** start Given data **
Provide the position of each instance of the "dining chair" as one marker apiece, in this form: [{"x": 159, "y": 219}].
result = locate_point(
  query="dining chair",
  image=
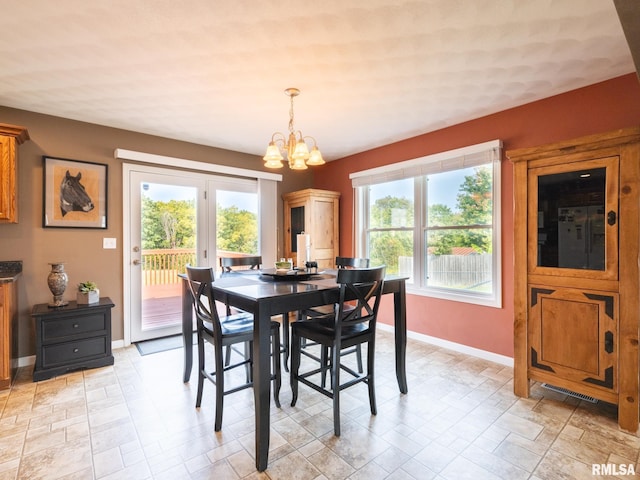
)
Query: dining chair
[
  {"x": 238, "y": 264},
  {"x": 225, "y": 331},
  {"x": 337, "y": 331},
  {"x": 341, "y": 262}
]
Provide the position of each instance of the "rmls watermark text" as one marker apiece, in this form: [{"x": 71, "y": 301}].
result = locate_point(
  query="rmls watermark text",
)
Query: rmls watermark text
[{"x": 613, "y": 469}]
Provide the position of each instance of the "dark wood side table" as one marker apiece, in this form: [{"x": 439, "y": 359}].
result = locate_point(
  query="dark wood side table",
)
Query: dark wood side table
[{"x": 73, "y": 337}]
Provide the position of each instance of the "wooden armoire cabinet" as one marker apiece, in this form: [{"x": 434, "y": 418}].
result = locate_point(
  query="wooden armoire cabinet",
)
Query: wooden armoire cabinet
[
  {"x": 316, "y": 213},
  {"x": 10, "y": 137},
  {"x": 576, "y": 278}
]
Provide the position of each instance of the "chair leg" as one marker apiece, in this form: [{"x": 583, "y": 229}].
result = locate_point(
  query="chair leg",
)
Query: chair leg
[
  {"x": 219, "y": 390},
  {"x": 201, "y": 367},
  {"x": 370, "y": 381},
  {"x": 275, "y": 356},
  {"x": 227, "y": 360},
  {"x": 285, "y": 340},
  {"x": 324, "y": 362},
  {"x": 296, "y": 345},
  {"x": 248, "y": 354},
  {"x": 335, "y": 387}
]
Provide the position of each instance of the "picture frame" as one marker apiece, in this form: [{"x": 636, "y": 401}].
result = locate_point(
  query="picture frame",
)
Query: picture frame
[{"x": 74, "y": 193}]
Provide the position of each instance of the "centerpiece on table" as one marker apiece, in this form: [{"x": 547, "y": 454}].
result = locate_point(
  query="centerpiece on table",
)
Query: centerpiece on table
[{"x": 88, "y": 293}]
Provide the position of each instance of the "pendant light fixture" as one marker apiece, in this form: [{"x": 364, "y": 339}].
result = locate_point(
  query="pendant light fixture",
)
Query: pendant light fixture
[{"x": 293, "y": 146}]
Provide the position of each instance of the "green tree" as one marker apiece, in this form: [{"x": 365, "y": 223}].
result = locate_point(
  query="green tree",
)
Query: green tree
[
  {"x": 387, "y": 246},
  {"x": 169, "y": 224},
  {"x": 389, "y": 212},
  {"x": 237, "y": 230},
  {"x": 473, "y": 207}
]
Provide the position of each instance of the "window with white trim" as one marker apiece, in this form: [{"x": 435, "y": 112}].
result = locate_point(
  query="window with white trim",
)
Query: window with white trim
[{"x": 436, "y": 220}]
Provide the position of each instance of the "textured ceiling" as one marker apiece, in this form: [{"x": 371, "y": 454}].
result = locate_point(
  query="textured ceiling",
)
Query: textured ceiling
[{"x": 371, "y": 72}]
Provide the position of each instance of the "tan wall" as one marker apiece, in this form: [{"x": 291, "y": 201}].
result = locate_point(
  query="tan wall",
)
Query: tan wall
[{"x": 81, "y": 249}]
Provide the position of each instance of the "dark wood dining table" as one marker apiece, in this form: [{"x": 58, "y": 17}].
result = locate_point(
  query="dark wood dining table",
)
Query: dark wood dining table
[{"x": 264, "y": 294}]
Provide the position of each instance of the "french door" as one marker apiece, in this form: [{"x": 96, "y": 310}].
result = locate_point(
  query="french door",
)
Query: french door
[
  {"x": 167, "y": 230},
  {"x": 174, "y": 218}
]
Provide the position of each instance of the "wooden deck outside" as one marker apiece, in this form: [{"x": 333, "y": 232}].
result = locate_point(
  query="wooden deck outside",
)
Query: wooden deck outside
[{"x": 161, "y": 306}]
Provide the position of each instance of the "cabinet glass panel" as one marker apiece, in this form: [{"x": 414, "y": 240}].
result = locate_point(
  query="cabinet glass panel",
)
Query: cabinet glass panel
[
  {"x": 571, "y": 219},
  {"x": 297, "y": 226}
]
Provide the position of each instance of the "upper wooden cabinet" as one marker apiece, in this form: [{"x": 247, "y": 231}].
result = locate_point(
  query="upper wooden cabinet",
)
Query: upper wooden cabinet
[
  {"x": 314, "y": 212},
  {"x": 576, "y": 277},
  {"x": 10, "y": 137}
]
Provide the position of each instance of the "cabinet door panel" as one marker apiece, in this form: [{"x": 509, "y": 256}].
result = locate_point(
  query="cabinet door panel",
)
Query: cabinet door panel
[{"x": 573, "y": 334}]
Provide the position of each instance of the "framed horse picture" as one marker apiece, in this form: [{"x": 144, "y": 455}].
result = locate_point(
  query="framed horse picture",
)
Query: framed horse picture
** end Given data **
◆ Stated exercise: Retype the whole listing, keeping every line identical and omitting all pictures.

◆ Response:
Provide the position of each instance of the "dining chair" as one marker apiece, in this form: [{"x": 159, "y": 219}].
result = locate_point(
  query="dining chair",
  image=
)
Query: dining chair
[
  {"x": 238, "y": 264},
  {"x": 225, "y": 331},
  {"x": 337, "y": 331},
  {"x": 341, "y": 262}
]
Provide the position of each instance of the "rmls watermark text" as one marker apiece, in this form: [{"x": 71, "y": 301}].
result = locate_point(
  query="rmls watermark text",
)
Query: rmls watermark text
[{"x": 613, "y": 469}]
Provide the position of each instance of the "dark wood side table" as one marker apiece, in this form: [{"x": 439, "y": 359}].
result = locate_point(
  query="dark wood side table",
)
Query: dark wood side table
[{"x": 73, "y": 337}]
Provide the position of each instance of the "wooden armoire cabinet" as one marker apiece, in this form: [{"x": 434, "y": 418}].
result = locate_point(
  query="wooden armoire cabinet",
)
Query: wooden armoire cabinet
[
  {"x": 316, "y": 213},
  {"x": 10, "y": 137},
  {"x": 576, "y": 278}
]
Provide the position of each instance of the "chair leg" as one marker apiece, in this form: [{"x": 583, "y": 229}].
result = locate_point(
  query="chair leg",
)
Query: chair leg
[
  {"x": 219, "y": 390},
  {"x": 201, "y": 367},
  {"x": 370, "y": 381},
  {"x": 275, "y": 356},
  {"x": 227, "y": 360},
  {"x": 285, "y": 340},
  {"x": 324, "y": 362},
  {"x": 296, "y": 345},
  {"x": 248, "y": 354},
  {"x": 335, "y": 387}
]
Provide the position of each instance of the "picture frame" as one marker apiece, in this form: [{"x": 636, "y": 401}].
result = locate_point(
  query="picture frame",
)
Query: picture frame
[{"x": 74, "y": 193}]
Provide the position of each instance of the "centerpiece on table" as one marker apiece, in this form: [{"x": 547, "y": 454}].
result = locate_point(
  query="centerpiece on table",
)
Query: centerpiece on table
[{"x": 88, "y": 293}]
Provide the position of each instance of the "pendant light fixture" as one marker apiece, in this form: [{"x": 364, "y": 339}].
result = locate_point(
  query="pendant light fixture",
)
Query: pendant light fixture
[{"x": 293, "y": 146}]
Provide the position of each instance of the "green tree" as one marker apiece, in this form: [{"x": 365, "y": 223}].
result = locate_point(
  query="green tree",
)
Query: green tree
[
  {"x": 387, "y": 246},
  {"x": 169, "y": 224},
  {"x": 389, "y": 212},
  {"x": 237, "y": 230},
  {"x": 473, "y": 207}
]
Provide the position of each instance of the "window with white trim" as one marker apiece, in this form: [{"x": 435, "y": 112}].
result = locate_point(
  query="window with white trim",
)
Query: window with white trim
[{"x": 436, "y": 220}]
Provide the position of each instance of the "textured ceiling" as one marker apiece, in this form: [{"x": 371, "y": 454}].
result = locate_point(
  query="textured ceiling",
)
Query: textured ceiling
[{"x": 371, "y": 72}]
Provide the position of each instance of the "tan wall" as one marker apiece, in this form: [{"x": 291, "y": 201}].
result = locate_point(
  query="tan wall",
)
Query: tan wall
[{"x": 81, "y": 249}]
Provide the position of each instance of the "dark wood dining table" as one marker apiece, in this form: [{"x": 58, "y": 17}].
result = locate_point(
  query="dark wood dining table",
)
Query: dark wood dining table
[{"x": 264, "y": 294}]
Provide the position of each instance of the "french door" as one marker apiece, in this form: [{"x": 96, "y": 310}].
result = locate_point(
  query="french door",
)
Query: french door
[
  {"x": 167, "y": 230},
  {"x": 174, "y": 218}
]
Provide the position of each instance of the "wooden deck outside" as one marker apiece, in this form: [{"x": 333, "y": 232}].
result = locate_point(
  query="wooden deck outside",
)
Query: wooden deck outside
[{"x": 161, "y": 306}]
Provide the position of each instance of the "cabinet glass panel" as one marker apiece, in this form: [{"x": 414, "y": 240}].
result = locate_point(
  query="cabinet glass panel",
)
Query: cabinet glass panel
[
  {"x": 571, "y": 219},
  {"x": 297, "y": 226}
]
Provide the position of each instance of the "upper wooden cabinet" as one marker apiece, in this form: [{"x": 247, "y": 231}].
result = locate_point(
  query="upper wooden cabinet",
)
Query: upper wooden cabinet
[
  {"x": 314, "y": 212},
  {"x": 576, "y": 277},
  {"x": 10, "y": 137}
]
Provide the position of each instance of the "cabinet door panel" as one marker apiece, in this form: [{"x": 509, "y": 256}].
result = locate_point(
  query="cabinet door panel",
)
Query: cabinet door panel
[{"x": 573, "y": 334}]
Provide the position of each instance of the "framed horse picture" as one marker apiece, in this form: [{"x": 144, "y": 455}].
result = locate_point(
  query="framed horse picture",
)
Query: framed horse picture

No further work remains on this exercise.